START DATA
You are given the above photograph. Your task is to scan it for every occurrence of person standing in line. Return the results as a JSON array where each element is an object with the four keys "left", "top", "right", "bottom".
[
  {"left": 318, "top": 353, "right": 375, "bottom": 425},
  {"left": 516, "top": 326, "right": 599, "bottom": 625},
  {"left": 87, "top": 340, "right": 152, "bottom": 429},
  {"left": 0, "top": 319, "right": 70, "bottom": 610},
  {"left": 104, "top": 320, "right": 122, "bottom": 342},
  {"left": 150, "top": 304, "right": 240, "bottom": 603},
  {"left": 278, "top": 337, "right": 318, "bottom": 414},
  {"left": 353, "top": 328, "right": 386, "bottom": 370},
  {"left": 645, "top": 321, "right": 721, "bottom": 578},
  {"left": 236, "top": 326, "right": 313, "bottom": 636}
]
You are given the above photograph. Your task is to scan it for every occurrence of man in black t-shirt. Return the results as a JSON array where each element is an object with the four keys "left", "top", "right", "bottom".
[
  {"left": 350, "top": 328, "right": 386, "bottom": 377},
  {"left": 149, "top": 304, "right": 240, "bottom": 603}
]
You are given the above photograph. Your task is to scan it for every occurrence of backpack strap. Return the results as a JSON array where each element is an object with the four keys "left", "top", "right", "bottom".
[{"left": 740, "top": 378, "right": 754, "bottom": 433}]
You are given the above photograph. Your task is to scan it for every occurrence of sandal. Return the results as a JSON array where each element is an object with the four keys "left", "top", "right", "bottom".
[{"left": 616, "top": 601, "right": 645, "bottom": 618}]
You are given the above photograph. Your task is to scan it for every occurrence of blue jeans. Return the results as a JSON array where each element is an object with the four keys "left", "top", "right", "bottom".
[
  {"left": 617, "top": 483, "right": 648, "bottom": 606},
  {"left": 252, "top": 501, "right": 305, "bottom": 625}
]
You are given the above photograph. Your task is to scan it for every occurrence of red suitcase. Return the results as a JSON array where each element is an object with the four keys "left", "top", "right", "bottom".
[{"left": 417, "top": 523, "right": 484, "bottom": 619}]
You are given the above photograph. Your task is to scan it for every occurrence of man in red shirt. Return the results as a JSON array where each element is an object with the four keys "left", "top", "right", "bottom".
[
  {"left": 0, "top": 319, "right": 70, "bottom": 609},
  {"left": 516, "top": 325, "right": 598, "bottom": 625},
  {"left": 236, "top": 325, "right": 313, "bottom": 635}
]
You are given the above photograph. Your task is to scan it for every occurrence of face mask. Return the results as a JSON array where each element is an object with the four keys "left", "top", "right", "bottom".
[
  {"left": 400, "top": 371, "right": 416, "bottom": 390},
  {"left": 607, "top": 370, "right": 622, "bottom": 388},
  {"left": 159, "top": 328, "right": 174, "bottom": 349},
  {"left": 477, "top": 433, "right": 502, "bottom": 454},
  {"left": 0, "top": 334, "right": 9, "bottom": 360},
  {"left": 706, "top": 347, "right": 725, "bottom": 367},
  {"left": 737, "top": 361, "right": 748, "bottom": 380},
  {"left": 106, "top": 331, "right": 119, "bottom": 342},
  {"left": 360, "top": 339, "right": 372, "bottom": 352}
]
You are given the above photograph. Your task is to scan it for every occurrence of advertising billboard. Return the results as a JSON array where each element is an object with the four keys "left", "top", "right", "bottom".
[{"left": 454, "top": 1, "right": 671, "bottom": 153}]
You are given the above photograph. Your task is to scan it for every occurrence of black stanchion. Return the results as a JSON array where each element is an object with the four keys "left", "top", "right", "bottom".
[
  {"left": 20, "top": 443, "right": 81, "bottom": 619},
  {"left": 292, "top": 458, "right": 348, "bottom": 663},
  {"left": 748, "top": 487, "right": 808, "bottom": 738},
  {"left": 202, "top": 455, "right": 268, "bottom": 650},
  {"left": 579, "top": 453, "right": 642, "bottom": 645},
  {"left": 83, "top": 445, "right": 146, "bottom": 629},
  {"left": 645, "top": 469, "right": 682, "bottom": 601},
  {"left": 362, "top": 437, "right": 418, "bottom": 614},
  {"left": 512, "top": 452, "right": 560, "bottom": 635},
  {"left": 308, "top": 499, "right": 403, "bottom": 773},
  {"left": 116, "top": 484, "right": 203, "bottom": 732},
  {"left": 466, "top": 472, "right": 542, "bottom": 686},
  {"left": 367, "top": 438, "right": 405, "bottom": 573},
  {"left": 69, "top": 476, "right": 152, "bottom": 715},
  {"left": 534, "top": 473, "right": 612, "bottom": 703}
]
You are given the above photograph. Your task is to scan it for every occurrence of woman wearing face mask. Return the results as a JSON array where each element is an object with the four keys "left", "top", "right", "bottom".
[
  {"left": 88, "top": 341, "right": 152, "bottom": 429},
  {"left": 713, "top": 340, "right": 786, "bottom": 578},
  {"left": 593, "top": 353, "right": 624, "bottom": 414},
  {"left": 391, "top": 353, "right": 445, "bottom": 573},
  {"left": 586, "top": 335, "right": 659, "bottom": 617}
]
END DATA
Could you write out all of the entries precisely as they stand?

You are given the above photograph. Your task is to scan it for every occurrence of person standing in line. Return the results as a JSON array where each element is an object with the four keys "left", "top", "right", "bottom".
[
  {"left": 318, "top": 353, "right": 375, "bottom": 425},
  {"left": 516, "top": 326, "right": 599, "bottom": 625},
  {"left": 87, "top": 340, "right": 152, "bottom": 429},
  {"left": 0, "top": 319, "right": 70, "bottom": 610},
  {"left": 104, "top": 320, "right": 122, "bottom": 342},
  {"left": 150, "top": 304, "right": 240, "bottom": 603},
  {"left": 278, "top": 337, "right": 318, "bottom": 414},
  {"left": 353, "top": 328, "right": 386, "bottom": 370},
  {"left": 645, "top": 321, "right": 721, "bottom": 578},
  {"left": 236, "top": 326, "right": 313, "bottom": 636}
]
You are given the above photograph. Your task is to scan it for every occurrence of man in black t-shirt. Return the results as a JSON array where each element is an object with the four keys "left", "top", "right", "bottom".
[
  {"left": 350, "top": 328, "right": 386, "bottom": 377},
  {"left": 149, "top": 304, "right": 240, "bottom": 603}
]
You are given the above photograph. Your task is to scan it for every occurrence of backpack strap. Return the results as a JSON array where each element is an object with the four keys "left", "top", "right", "bottom".
[{"left": 740, "top": 378, "right": 754, "bottom": 433}]
You are given the above photograph. Your task is to scan it for every occurrence of sandal. Return the results as a JSON array where each element is an object with the four keys "left", "top", "right", "bottom".
[{"left": 616, "top": 601, "right": 645, "bottom": 618}]
You are given the above photograph. Your task is to scan it for every occurrence of blue jeans. Return the results as a JSON array where each element is an object with the four keys "left", "top", "right", "bottom".
[
  {"left": 617, "top": 483, "right": 648, "bottom": 606},
  {"left": 252, "top": 501, "right": 305, "bottom": 625}
]
You are given the above photograph. Your task is to scan it for every occurrence of red suitcase. Return the results as a JSON array where each element is an object with the four keys "left", "top", "right", "bottom".
[{"left": 417, "top": 523, "right": 484, "bottom": 619}]
You are given the above photograph. Your task is to scan it for every occurrence of man in red shirt. Return the results as a JSON array where each element is an object with the four keys "left", "top", "right", "bottom".
[
  {"left": 0, "top": 319, "right": 70, "bottom": 609},
  {"left": 516, "top": 325, "right": 598, "bottom": 625},
  {"left": 236, "top": 325, "right": 313, "bottom": 635}
]
You are given the above photograph. Your task is to scan it for every occurrence of face mask. Return the results as a JSON array where each element is an object with the four keys "left", "top", "right", "bottom".
[
  {"left": 400, "top": 371, "right": 416, "bottom": 390},
  {"left": 607, "top": 370, "right": 622, "bottom": 388},
  {"left": 159, "top": 328, "right": 174, "bottom": 349},
  {"left": 477, "top": 433, "right": 502, "bottom": 454},
  {"left": 0, "top": 334, "right": 9, "bottom": 360},
  {"left": 706, "top": 347, "right": 725, "bottom": 367},
  {"left": 737, "top": 361, "right": 748, "bottom": 380},
  {"left": 106, "top": 331, "right": 119, "bottom": 342},
  {"left": 360, "top": 339, "right": 372, "bottom": 352}
]
You are given the above photograph. Your task is to scan it for every occurrence of advertising billboard. Return the results as a JSON array where each element is an object with the four keys "left", "top", "right", "bottom".
[{"left": 454, "top": 1, "right": 671, "bottom": 153}]
You are given the above photograph. Your task is to scan it for every occurrence of black stanchion. Return the results as a JSON array where each element is an object with the four keys "left", "top", "right", "bottom".
[
  {"left": 20, "top": 443, "right": 81, "bottom": 619},
  {"left": 292, "top": 458, "right": 348, "bottom": 663},
  {"left": 748, "top": 487, "right": 808, "bottom": 738},
  {"left": 202, "top": 455, "right": 268, "bottom": 650},
  {"left": 579, "top": 453, "right": 642, "bottom": 645},
  {"left": 83, "top": 445, "right": 146, "bottom": 629},
  {"left": 645, "top": 469, "right": 682, "bottom": 601},
  {"left": 362, "top": 437, "right": 418, "bottom": 614},
  {"left": 512, "top": 452, "right": 560, "bottom": 635},
  {"left": 308, "top": 499, "right": 403, "bottom": 773},
  {"left": 116, "top": 484, "right": 203, "bottom": 732},
  {"left": 466, "top": 472, "right": 542, "bottom": 686},
  {"left": 367, "top": 438, "right": 405, "bottom": 573},
  {"left": 69, "top": 476, "right": 152, "bottom": 715},
  {"left": 534, "top": 473, "right": 612, "bottom": 703}
]
You are given the above photograph. Your task is to scan it for every occurrence of woman wearing face mask. Return the results as a JSON array where each element is an object with the four keys "left", "top", "right", "bottom".
[
  {"left": 88, "top": 341, "right": 152, "bottom": 429},
  {"left": 713, "top": 340, "right": 786, "bottom": 578},
  {"left": 593, "top": 353, "right": 624, "bottom": 414},
  {"left": 391, "top": 353, "right": 445, "bottom": 573},
  {"left": 586, "top": 335, "right": 659, "bottom": 617}
]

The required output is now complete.